What the exercise asks | Exclude images and print all the records verbatim.

Exercise inputs |
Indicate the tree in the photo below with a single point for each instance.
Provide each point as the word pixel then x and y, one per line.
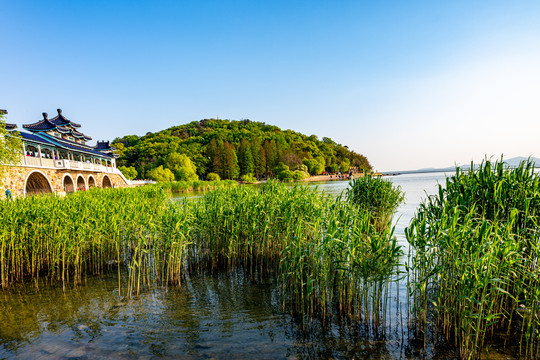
pixel 160 174
pixel 245 158
pixel 314 166
pixel 10 146
pixel 230 162
pixel 345 165
pixel 128 171
pixel 204 144
pixel 212 177
pixel 333 168
pixel 181 166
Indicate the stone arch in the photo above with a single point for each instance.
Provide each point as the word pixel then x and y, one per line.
pixel 37 183
pixel 91 182
pixel 106 182
pixel 67 184
pixel 81 184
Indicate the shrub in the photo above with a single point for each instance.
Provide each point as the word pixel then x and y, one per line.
pixel 212 177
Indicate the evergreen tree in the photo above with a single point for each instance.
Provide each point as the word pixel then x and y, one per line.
pixel 245 158
pixel 230 162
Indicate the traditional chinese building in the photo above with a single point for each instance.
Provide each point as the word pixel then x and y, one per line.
pixel 55 158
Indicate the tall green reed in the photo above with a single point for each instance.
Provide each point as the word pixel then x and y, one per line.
pixel 474 266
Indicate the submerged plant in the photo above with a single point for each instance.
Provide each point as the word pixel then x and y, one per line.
pixel 475 260
pixel 377 195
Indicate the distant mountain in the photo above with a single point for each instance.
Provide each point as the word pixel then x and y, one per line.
pixel 513 162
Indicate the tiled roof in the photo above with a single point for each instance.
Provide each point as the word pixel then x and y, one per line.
pixel 63 130
pixel 71 144
pixel 61 120
pixel 42 125
pixel 103 145
pixel 34 137
pixel 65 144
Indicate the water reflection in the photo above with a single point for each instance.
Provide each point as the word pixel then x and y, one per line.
pixel 217 315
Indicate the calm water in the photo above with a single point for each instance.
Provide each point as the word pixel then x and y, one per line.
pixel 220 316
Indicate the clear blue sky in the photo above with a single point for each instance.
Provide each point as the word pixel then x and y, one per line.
pixel 409 84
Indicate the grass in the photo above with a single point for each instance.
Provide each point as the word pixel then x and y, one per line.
pixel 377 195
pixel 195 185
pixel 474 266
pixel 326 253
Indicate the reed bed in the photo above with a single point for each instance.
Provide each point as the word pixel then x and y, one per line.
pixel 65 239
pixel 195 185
pixel 327 254
pixel 377 195
pixel 474 269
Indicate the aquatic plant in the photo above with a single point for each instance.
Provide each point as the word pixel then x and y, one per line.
pixel 474 266
pixel 377 195
pixel 326 253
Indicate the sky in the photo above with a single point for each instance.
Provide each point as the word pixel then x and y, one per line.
pixel 408 84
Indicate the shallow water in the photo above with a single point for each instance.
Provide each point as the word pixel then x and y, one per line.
pixel 218 316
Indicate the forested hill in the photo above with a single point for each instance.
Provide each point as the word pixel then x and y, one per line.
pixel 232 149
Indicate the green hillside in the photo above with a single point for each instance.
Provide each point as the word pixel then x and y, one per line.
pixel 232 149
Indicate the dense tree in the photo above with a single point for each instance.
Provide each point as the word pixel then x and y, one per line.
pixel 181 166
pixel 128 171
pixel 234 148
pixel 160 174
pixel 10 145
pixel 245 158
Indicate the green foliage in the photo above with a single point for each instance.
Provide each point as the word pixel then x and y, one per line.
pixel 475 256
pixel 299 175
pixel 10 146
pixel 195 185
pixel 345 165
pixel 282 172
pixel 248 178
pixel 377 195
pixel 314 166
pixel 181 166
pixel 324 252
pixel 160 174
pixel 128 171
pixel 212 177
pixel 233 148
pixel 333 168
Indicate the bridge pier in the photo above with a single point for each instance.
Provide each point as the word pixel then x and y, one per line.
pixel 22 180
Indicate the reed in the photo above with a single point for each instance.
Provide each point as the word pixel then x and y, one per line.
pixel 474 268
pixel 377 195
pixel 194 185
pixel 327 254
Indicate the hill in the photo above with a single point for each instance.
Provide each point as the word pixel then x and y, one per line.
pixel 231 149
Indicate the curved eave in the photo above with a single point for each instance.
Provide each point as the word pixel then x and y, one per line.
pixel 27 127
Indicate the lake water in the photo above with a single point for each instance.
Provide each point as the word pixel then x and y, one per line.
pixel 219 316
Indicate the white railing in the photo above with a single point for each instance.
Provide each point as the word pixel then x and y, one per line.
pixel 30 160
pixel 47 162
pixel 65 164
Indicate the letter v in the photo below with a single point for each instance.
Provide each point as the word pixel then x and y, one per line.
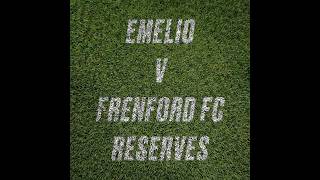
pixel 160 71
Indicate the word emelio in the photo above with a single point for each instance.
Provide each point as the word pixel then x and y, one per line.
pixel 141 109
pixel 150 149
pixel 150 31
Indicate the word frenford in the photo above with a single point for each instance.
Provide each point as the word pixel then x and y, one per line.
pixel 150 31
pixel 140 109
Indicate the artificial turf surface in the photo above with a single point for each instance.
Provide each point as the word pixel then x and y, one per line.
pixel 216 63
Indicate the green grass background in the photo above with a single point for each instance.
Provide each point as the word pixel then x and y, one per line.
pixel 217 63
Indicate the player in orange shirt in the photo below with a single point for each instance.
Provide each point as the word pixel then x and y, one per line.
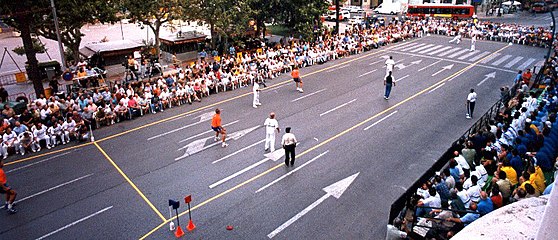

Answer section |
Indicate the tree in the photo below with a single point for each instance.
Provide each point as the word pixel then x and y, one per line.
pixel 160 174
pixel 245 158
pixel 314 166
pixel 10 146
pixel 230 162
pixel 345 165
pixel 128 171
pixel 204 144
pixel 212 177
pixel 333 168
pixel 181 166
Indicate the stone arch in the photo above with a single point for each instance.
Provide each point as the word pixel then x and y, one per line.
pixel 37 183
pixel 91 182
pixel 106 182
pixel 67 184
pixel 81 184
Indicate the shrub in the photo above with a single point for each instance.
Provide each point as the word pixel then x and y, one per line.
pixel 212 177
Indicate the evergreen tree in the photo above with a single point for each instance.
Provide each point as the word pixel then x and y, one per line.
pixel 245 158
pixel 230 162
Indicate the traditional chinese building in the photo above with a single point for each instance.
Provide each point as the word pixel then x and y, one per line.
pixel 55 158
Indicate the tall green reed in the photo above with a single point for each instance.
Provide each point as the word pixel then x and y, one per line.
pixel 474 266
Indicate the submerged plant in the photo above with a single point for each instance.
Provide each point as the word pixel then x and y, one per line.
pixel 475 260
pixel 377 195
Indicate the distant mountain in the photo above with a single point for each instance.
Provide each point as the word pixel then x and y, one per line.
pixel 513 162
Indicate the tiled roof in the photo above with a single point for each instance.
Provide each point as the word pixel then x and y, one per line.
pixel 63 130
pixel 71 144
pixel 61 120
pixel 42 125
pixel 103 145
pixel 34 137
pixel 65 144
Indicate the water reflection in the photo above with a single point for each instance.
Provide each point as the word pixel then x and y, one per line.
pixel 217 315
Indicate the calm water in the photo above with a single point for each instance.
Provide each point as the word pixel then x and y, one per line.
pixel 220 316
Indicate the clear blue sky in the photo above with a single point for each instance.
Provide each point as the word pixel then x and y, one per line.
pixel 409 84
Indicate the grass in the photo above with a single point for each instance.
Provide each point as the word pixel then x and y, one per line.
pixel 377 195
pixel 195 185
pixel 474 266
pixel 326 253
Indicate the reed bed in the photo above with a single point for each instance.
Provide each point as the word pixel then x and y, one per line.
pixel 65 239
pixel 195 185
pixel 327 254
pixel 377 195
pixel 474 269
Indicate the aquatic plant in the photo above with a single point for each instance.
Provide each point as the word pixel then x and y, one per line.
pixel 474 266
pixel 377 195
pixel 326 253
Indicate the sky in the photo above with a single point for each instance.
Provide each point as the word pixel then x and y, one per line.
pixel 408 84
Indicate the shallow water in the photo above with a single point for each instance.
Provide each point as the word pixel then x and y, one per line.
pixel 218 316
Indicate the forested hill in the photo above with a single point for each instance.
Provide each point as the word pixel then x and y, one per line.
pixel 232 149
Indicate the green hillside in the photo above with a single point for each instance.
Provide each point as the word pixel then x and y, one per line.
pixel 232 149
Indicate the dense tree in the photo above with a single point for each instance.
Provide each point as the word pixel then x and y, one per line.
pixel 181 166
pixel 128 171
pixel 234 148
pixel 160 174
pixel 10 145
pixel 245 158
Indicate the green foliage in the photo above with a single point for each instance.
Provide each point as the word pixel then x and y, one per line.
pixel 475 256
pixel 299 175
pixel 10 146
pixel 195 185
pixel 345 165
pixel 282 172
pixel 248 178
pixel 377 195
pixel 314 166
pixel 181 166
pixel 324 252
pixel 160 174
pixel 128 171
pixel 212 177
pixel 233 148
pixel 333 168
Indicate the bridge pier in the photo above with a single point for each instance.
Provide each point as the word pixel then x and y, one per line.
pixel 22 180
Indicate the reed in the photo above with a single point for each instance.
Provide each point as the word pixel then x and y, one per line.
pixel 474 268
pixel 377 195
pixel 194 185
pixel 327 254
Indicate the hill in the photo above with a single point for each instance.
Provide each point as the word pixel then x and y, one per line.
pixel 231 149
Indicate the curved eave in the photo above with a single point for each instance.
Provide each point as the word pixel then x and y, one per line.
pixel 27 127
Indicate the lake water in the photo above with a single point for each instance.
Provide each point as the word pixel then x and y, one per line.
pixel 219 316
Indicate the white railing in the photo above with a single point for each instance.
Provide each point as the word pixel then x and y, one per line.
pixel 30 160
pixel 47 162
pixel 65 164
Indicate the letter v in the photo below with a single point for each instance.
Provide each point as the word pixel then x and y, one per line.
pixel 160 71
Indicate the word emelio in the photo above with a single point for each instance.
Provide each point as the word pixel then x and y, one per line.
pixel 141 109
pixel 150 149
pixel 150 31
Indicate the word frenford in the photo above with a single point for each instance.
Provide each point as the word pixel then x and y, one per line.
pixel 150 31
pixel 140 109
Indicate the artificial turf surface in the photo above with a single point for each instance.
Provide each point as the word pixel then x and y, one per line.
pixel 216 63
Indicate the green grass background in the photo above with a single point for each instance.
Provide each point as the word pixel then x and y, one per line.
pixel 217 63
Indicate the player in orange shirt in the photo below with a single point for each instance.
Provide each point as the word pixel then x and y, one per line.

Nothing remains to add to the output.